» **AIM OF THE TASK**: Give back the full listing verbatim, apart from its images.

--- THE DATA ---

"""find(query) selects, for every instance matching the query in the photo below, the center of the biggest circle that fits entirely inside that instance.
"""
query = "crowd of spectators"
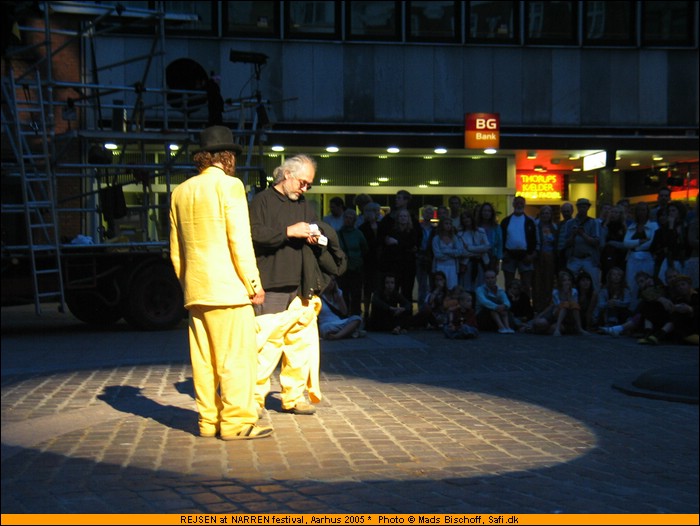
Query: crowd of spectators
(633, 270)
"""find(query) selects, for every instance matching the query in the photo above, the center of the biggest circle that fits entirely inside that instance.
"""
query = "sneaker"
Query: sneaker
(250, 432)
(302, 408)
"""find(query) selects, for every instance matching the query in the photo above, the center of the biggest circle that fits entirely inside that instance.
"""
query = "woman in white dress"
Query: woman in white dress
(475, 260)
(638, 240)
(447, 250)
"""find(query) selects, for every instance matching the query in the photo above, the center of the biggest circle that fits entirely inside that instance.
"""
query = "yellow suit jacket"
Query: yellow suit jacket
(210, 243)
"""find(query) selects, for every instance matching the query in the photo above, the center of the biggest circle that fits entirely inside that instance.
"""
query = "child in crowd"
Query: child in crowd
(564, 311)
(493, 305)
(461, 323)
(587, 298)
(333, 320)
(614, 300)
(390, 311)
(432, 313)
(520, 306)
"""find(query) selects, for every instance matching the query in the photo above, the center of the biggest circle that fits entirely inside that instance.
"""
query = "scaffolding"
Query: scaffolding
(63, 190)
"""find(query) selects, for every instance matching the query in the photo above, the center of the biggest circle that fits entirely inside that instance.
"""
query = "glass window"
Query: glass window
(251, 19)
(207, 22)
(550, 22)
(493, 21)
(312, 19)
(373, 20)
(608, 22)
(668, 23)
(433, 21)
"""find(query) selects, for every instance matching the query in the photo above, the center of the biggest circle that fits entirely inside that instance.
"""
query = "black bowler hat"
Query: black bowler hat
(218, 139)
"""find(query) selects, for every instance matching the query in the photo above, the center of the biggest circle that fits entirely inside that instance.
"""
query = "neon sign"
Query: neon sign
(539, 186)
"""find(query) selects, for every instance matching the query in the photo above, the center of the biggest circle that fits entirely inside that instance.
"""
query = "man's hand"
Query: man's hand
(301, 229)
(258, 298)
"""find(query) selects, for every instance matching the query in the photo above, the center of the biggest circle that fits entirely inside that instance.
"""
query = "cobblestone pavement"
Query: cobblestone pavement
(103, 421)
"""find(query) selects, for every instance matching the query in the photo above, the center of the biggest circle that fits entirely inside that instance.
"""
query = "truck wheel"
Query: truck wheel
(89, 307)
(155, 300)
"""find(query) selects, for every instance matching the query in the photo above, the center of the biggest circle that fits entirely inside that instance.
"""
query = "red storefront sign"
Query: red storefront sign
(539, 185)
(482, 130)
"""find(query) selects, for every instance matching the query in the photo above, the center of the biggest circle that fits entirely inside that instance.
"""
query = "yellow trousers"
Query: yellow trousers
(223, 351)
(292, 336)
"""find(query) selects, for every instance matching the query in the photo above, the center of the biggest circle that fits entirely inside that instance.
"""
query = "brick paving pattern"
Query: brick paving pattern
(103, 421)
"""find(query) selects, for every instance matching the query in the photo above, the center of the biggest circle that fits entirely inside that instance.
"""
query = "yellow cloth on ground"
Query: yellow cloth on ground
(292, 336)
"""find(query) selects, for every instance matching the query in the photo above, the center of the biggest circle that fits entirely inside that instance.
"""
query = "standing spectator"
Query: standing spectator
(335, 217)
(669, 244)
(546, 262)
(520, 307)
(587, 298)
(604, 211)
(390, 310)
(567, 212)
(581, 237)
(370, 230)
(679, 323)
(398, 254)
(281, 223)
(492, 306)
(519, 245)
(638, 241)
(475, 248)
(354, 244)
(447, 251)
(455, 205)
(663, 198)
(485, 217)
(424, 256)
(613, 253)
(213, 258)
(627, 211)
(566, 309)
(361, 200)
(691, 264)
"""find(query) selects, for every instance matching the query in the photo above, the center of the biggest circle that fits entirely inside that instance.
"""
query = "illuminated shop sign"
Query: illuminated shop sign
(539, 186)
(481, 131)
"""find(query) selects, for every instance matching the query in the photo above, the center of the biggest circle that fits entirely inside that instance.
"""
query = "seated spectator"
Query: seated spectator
(564, 314)
(521, 309)
(432, 312)
(650, 311)
(683, 317)
(461, 319)
(492, 306)
(333, 320)
(587, 298)
(390, 311)
(613, 307)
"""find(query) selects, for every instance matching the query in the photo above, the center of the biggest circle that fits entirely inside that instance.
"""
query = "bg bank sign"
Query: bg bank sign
(481, 131)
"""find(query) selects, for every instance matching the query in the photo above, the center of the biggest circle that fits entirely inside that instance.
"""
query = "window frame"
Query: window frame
(572, 40)
(457, 31)
(309, 35)
(515, 39)
(273, 34)
(396, 37)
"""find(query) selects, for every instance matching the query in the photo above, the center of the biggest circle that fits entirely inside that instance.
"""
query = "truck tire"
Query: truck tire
(90, 307)
(154, 301)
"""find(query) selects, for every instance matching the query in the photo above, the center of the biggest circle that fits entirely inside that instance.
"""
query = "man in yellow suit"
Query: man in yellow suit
(212, 252)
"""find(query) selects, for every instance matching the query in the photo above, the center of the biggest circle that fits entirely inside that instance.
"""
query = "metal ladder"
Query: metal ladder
(27, 124)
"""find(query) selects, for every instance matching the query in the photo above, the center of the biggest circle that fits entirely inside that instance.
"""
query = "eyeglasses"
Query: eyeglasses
(304, 184)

---

» **EXPECTED ANSWER**:
"""find(query) selects, for every instance matching the query in the photo below, the center of the biggest circle that fits entirely inside that instance.
"""
query = "crowd of spectators"
Query: crowd of spectators
(633, 270)
"""find(query) selects, for every instance matching the query in the photo above, the center of the biggest circle that fits entirely inside that instance.
"""
query = "sneaker"
Query: sneaker
(250, 432)
(302, 408)
"""find(query) selects, for every instance matching the query in the photo above, the center of the biggest circle that fits entirely inside that instance.
"""
query = "woman in white dress"
Query: woman in white dress
(475, 260)
(638, 240)
(447, 250)
"""find(query) selects, for every instance matching the query in the photo above, the center of the biggest circle that fits entirely inside that instance.
"""
query = "yellow suit jacket"
Query: yellow suit jacket
(210, 243)
"""find(query) selects, for every instance matching the query in the photo above, the center of the biggest circle that fits entirely inside that instance.
"""
query = "child in crowd"
Query: child in crowd
(564, 311)
(493, 305)
(461, 323)
(587, 298)
(333, 320)
(614, 300)
(390, 311)
(432, 313)
(520, 306)
"""find(query) selects, for every instance matching the query in the photo above, the center of the biggest circle that fits entirely inside that instance.
"""
query = "scaffolding"
Query: scaffolding
(63, 190)
"""find(query) selects, for every instance matching the query in the photo above, the center of the biggest circle that fits entirely inside that instance.
"""
query = "glass window"
Query: glass window
(251, 19)
(207, 22)
(550, 22)
(493, 21)
(312, 19)
(373, 20)
(608, 22)
(668, 23)
(433, 21)
"""find(query) selects, for every instance matching the query in the photo above, the center of the biggest circle that fits entirely inside that instance.
"""
query = "black bowler hat"
Query: black bowler hat
(218, 139)
"""find(query) selects, for every instance matching the query in the photo above, the center of the biggest circle that fits entirely inside that instance.
"""
query = "neon sign"
Query: neon sign
(539, 186)
"""find(query) selects, for every instance matching the query in the photo above, the center of the biggest circle that fits entirely inside that instance.
"""
query = "man's hand"
Query: man's hand
(301, 229)
(258, 298)
"""find(query) selects, for every instance matching the query in the photo above, the center of the biggest circle that fits entirely inside that instance.
"""
query = "cobblestone pavement"
Query: cobblestone pavement
(103, 421)
"""find(query) selects, for every instance matching the query in the photo above, the center of the biggest circle that fits entirely inside that instance.
"""
query = "truck wheel"
Query: truck wheel
(89, 307)
(155, 300)
"""find(query) selects, for every instance matching the query in the photo above, the center of the biggest circle that fits entirely inside that instance.
"""
query = "red storefront sign"
Query: red storefront sign
(539, 185)
(482, 130)
"""find(query) selects, for every instance matching the query in the photo above, the center of the biggest circle that fits entirely inside that instance.
"""
query = "yellow trousers"
Query: yellow trousers
(223, 351)
(292, 336)
"""find(query) selects, for every instance matching the query in the photo above, the center of the biggest circle that fits entirely inside that instance.
"""
query = "brick paving pattern"
Query: brick paving pattern
(103, 421)
"""find(query) selects, for every instance matching the query in the photo above, the center of the biggest circle that fits entirely inside that instance.
"""
query = "yellow cloth on ground"
Query: yellow cloth on ground
(292, 336)
"""find(query) selects, for every instance matching the query in the photo above, the center of the biggest circle that fits entirely inside that instance.
"""
query = "standing spectator"
Query: standing spectator
(335, 217)
(669, 244)
(546, 262)
(520, 307)
(587, 298)
(604, 211)
(390, 310)
(567, 212)
(581, 237)
(370, 230)
(679, 323)
(398, 254)
(281, 223)
(492, 306)
(519, 245)
(638, 241)
(475, 248)
(354, 244)
(447, 251)
(455, 205)
(663, 198)
(485, 217)
(424, 256)
(613, 253)
(213, 258)
(627, 211)
(566, 309)
(361, 200)
(691, 264)
"""find(query) selects, for every instance matching the query in the photo above, the center of the biggest circle that fits entirely inside that instance.
"""
query = "illuminated shop sign"
Query: illuminated shop sign
(539, 186)
(481, 131)
"""find(query) selects, for every instance matching the query in the photo above, the center of the biggest circle that fits entirely inside that instance.
"""
query = "seated spectator"
Query: seated spectator
(564, 314)
(521, 309)
(432, 312)
(650, 311)
(683, 317)
(461, 319)
(492, 306)
(333, 320)
(587, 298)
(390, 311)
(613, 307)
"""find(query) selects, for every instance matching the query in the photo above, the center of the biggest circle that fits entirely inside that instance.
"""
query = "bg bank sign"
Query: bg bank sign
(481, 131)
"""find(query) selects, for every instance matching the query in the photo above, the center of the biggest circle that fits entirely inside that instance.
"""
query = "window frame"
Query: window frame
(572, 40)
(457, 31)
(309, 35)
(515, 39)
(273, 34)
(396, 37)
"""find(query) selects, for every instance matching the query in the photo above, the center of the biggest circle that fits entirely inside that instance.
"""
query = "truck tire"
Query: truck tire
(90, 307)
(154, 301)
"""find(query) selects, for every instance matching the query in the photo above, the center of the biggest circle that fits entirely inside that instance.
"""
query = "man in yellow suit"
Query: man in yellow suit
(212, 252)
"""find(query) selects, for every instance matching the query in the photo above, the center of the biggest circle that fits entirely inside that instance.
"""
query = "metal ladder"
Query: metal ladder
(27, 124)
"""find(query) selects, for every instance matching the query in the photo above, the center of the biggest circle that fits entirely inside that instance.
"""
query = "eyeglasses"
Query: eyeglasses
(304, 184)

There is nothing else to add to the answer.